URAIAN SOAL:
Kutip kata demi kata bagian teks tentang kekerasan terhadap anak di bawah, mulai dari "Perlu Kepedulian Banyak" sampai ke "terjalin dengan baik.".

____ KUTIPAN DOKUMEN

Menurut Aris, upaya keras, masif, terstrukrur, aksi nyata, serta terukur dalam pencegahan dan penanganan kekerasan pada satuan pendidikan wajib dilakukan untuk mengakhiri kekerasan di satuan pendidikan.
Salah satu kasus kekerasan anak yang menarik perhatian publik pada tahun 2024 ini adalah bullying atau perundungan pelajar SMA Binus School Serpong Tangerang.
Perlu Kepedulian Banyak Pihak
Tentu saja, ada beberapa faktor yang menyebabkan hal ini terjadi. Ada yang berasal dari lingkungan dalam keluarga, ada pula yang berasal dari dari luar keluarga.
Lingkungan dalam keluarga yang dimaksud adalah bimbingan orang tua, komunikasi orang tua, dan kontrol orang tua.
Bisa jadi keluarga lepas tanggung jawab atas aktivitas keseharian anak yang seharusnya masih dalam bimbingan mereka, bisa pula anak tidak mendapatkan perhatian yang seharusnya, bisa pula komunikasi orang tua dan anak tidak terjalin dengan baik.
Jika ditelisik lebih jauh lagi, banyaknya kasus anak yang lepas kendali karena tidak sedikit di antara mereka yang tidak mendapatkan rasa kenyamanan di lingkungan terdekatnya (keluarga). Akibatnya, mereka melampiaskan rasa frustasinya dengan mencari lingkungan baru, yang belum tentu baik.
Dalam ilmu psikologi, remaja umumnya punya sikap conformity yaitu kecenderungan untuk mengikuti opini, pendapat, nilai, kebiasaan, kegemaran, atau keinginan orang lain. Ini bisa memberikan dampak yang positif maupun negatif.
Apabila komunitas yang diikuti atau diimitasi itu menampilkan sikap dan perilaku yang secara moral agama dapat dipertanggungjawabkan, misalnya komunitas orang-orang shaleh, berbudi pekerti luhur, kreatif, rajin belajar, aktif berorganisasi, maka kemungkinan besar remaja tersebut akan menampilkan pribadi yang baik.
Sebaliknya, apabila komunitas itu menampilkan sikap dan perilaku yang melecehkan nilai-nilai moral, maka sangat dimungkinkan remaja akan menampilkan perilaku seperti komunitas tersebut.
Celakanya, banyak orang tua yang tidak menyadari hal mendasar ini. Tidak banyak perhatian yang diberikan pada perilaku anak yang masih labil. Orang tahu baru tersentak ketika anak mereka sendiri terlibat masalah.

________
____ ENTRI YANG DITAMPILKAN

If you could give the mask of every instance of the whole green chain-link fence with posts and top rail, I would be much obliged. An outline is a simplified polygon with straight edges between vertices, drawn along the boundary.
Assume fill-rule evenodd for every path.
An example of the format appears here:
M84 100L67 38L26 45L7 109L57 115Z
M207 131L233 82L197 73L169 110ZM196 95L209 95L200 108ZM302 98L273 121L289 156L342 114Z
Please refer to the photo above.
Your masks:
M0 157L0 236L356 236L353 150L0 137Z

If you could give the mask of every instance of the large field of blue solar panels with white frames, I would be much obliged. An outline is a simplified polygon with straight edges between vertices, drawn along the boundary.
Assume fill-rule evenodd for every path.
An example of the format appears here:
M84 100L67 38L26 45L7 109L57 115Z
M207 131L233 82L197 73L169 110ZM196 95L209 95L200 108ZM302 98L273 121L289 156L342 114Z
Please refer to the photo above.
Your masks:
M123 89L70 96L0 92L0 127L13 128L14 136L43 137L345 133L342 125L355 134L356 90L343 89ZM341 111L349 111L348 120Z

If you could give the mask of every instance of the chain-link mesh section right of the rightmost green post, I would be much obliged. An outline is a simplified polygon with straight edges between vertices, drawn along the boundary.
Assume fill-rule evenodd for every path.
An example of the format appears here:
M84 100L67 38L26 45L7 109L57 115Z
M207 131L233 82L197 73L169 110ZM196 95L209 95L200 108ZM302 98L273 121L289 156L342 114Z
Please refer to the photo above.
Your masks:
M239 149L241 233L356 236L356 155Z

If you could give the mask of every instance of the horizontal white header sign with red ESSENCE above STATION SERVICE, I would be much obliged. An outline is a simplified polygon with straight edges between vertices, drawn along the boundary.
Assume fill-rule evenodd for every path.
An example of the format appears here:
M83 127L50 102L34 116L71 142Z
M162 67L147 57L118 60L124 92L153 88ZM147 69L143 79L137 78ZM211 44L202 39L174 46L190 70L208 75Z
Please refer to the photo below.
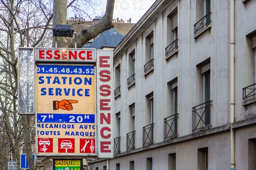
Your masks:
M35 49L35 60L41 62L95 63L95 49Z

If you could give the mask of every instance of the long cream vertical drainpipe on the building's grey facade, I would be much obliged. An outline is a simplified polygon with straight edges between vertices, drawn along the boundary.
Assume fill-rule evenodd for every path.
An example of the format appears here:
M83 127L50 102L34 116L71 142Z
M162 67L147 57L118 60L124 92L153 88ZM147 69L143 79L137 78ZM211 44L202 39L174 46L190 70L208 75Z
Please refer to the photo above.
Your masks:
M230 3L230 124L235 120L235 0ZM230 127L230 170L235 170L235 130Z

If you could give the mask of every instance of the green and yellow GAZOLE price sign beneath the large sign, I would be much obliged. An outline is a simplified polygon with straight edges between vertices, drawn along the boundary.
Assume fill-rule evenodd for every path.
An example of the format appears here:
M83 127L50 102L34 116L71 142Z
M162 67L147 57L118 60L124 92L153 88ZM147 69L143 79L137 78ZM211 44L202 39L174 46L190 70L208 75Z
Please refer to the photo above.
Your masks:
M82 159L53 159L53 170L83 170Z

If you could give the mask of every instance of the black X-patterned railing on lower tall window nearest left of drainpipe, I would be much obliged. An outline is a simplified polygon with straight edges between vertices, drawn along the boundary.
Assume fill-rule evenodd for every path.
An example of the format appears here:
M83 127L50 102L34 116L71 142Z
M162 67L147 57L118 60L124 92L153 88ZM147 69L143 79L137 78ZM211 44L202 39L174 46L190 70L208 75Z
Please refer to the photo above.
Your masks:
M207 101L192 107L192 133L195 130L206 130L211 128L211 106L212 101Z

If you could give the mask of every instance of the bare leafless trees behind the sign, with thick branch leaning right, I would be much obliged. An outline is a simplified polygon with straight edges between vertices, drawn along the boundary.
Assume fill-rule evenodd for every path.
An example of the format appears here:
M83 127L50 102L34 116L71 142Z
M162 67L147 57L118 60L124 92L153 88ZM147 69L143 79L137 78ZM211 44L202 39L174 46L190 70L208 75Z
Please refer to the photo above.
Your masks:
M67 8L76 10L78 0L0 0L0 169L7 161L17 161L26 152L29 170L34 170L31 138L35 135L33 116L17 115L17 47L50 47L52 27L66 24ZM53 5L53 8L52 8ZM106 12L99 22L84 28L77 47L112 26L114 0L108 0ZM88 15L89 16L89 15ZM74 47L74 39L58 39L59 47ZM20 169L20 168L19 168Z

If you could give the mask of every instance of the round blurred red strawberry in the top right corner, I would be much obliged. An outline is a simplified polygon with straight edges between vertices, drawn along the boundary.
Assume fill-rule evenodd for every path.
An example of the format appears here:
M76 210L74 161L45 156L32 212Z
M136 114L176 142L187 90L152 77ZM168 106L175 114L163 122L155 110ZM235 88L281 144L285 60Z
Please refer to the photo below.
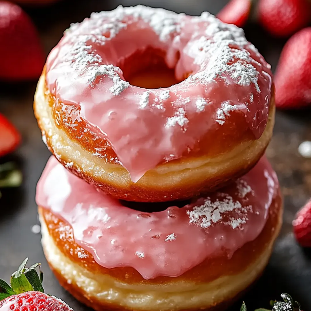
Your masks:
M309 0L259 0L258 19L272 35L287 37L311 21Z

________

HASIL LATIHAN:
Perlu Kepedulian Banyak Pihak
Tentu saja, ada beberapa faktor yang menyebabkan hal ini terjadi. Ada yang berasal dari lingkungan dalam keluarga, ada pula yang berasal dari dari luar keluarga.
Lingkungan dalam keluarga yang dimaksud adalah bimbingan orang tua, komunikasi orang tua, dan kontrol orang tua.
Bisa jadi keluarga lepas tanggung jawab atas aktivitas keseharian anak yang seharusnya masih dalam bimbingan mereka, bisa pula anak tidak mendapatkan perhatian yang seharusnya, bisa pula komunikasi orang tua dan anak tidak terjalin dengan baik.